• Your instructions
Return every line of the listing that contains the string "feather", copied without changes. The match is case-sensitive.

[Information given start]

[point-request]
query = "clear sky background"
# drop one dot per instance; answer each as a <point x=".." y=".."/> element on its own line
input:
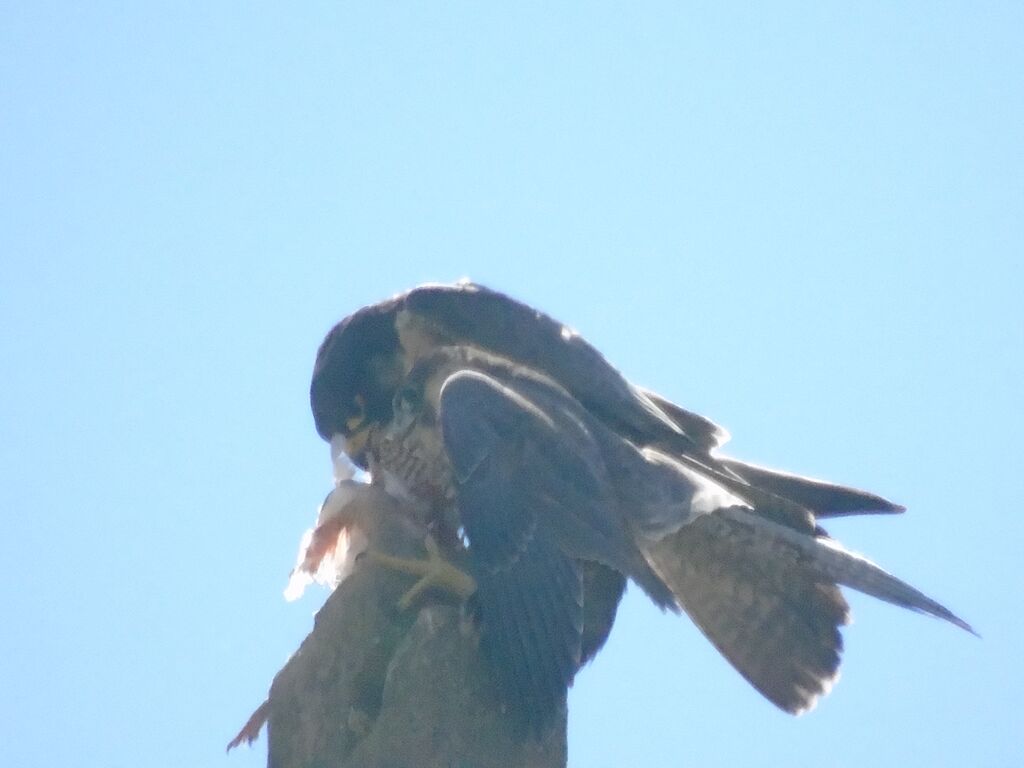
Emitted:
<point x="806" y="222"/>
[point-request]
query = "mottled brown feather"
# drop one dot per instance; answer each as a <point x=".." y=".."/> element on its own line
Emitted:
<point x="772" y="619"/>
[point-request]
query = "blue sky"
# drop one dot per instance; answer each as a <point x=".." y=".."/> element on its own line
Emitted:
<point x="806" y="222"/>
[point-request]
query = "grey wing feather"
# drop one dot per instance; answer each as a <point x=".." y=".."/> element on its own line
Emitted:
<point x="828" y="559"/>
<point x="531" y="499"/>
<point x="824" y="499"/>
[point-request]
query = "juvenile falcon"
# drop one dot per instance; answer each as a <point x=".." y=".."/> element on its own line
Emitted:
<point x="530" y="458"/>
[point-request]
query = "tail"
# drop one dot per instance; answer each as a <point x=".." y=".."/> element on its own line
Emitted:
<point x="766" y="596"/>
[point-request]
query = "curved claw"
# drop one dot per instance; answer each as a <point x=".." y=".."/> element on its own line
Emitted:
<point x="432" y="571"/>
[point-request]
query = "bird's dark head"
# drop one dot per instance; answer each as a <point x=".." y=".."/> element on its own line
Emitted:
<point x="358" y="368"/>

[Information given end]

• In response
query = "mottled brown feather"
query = "grey wing feather"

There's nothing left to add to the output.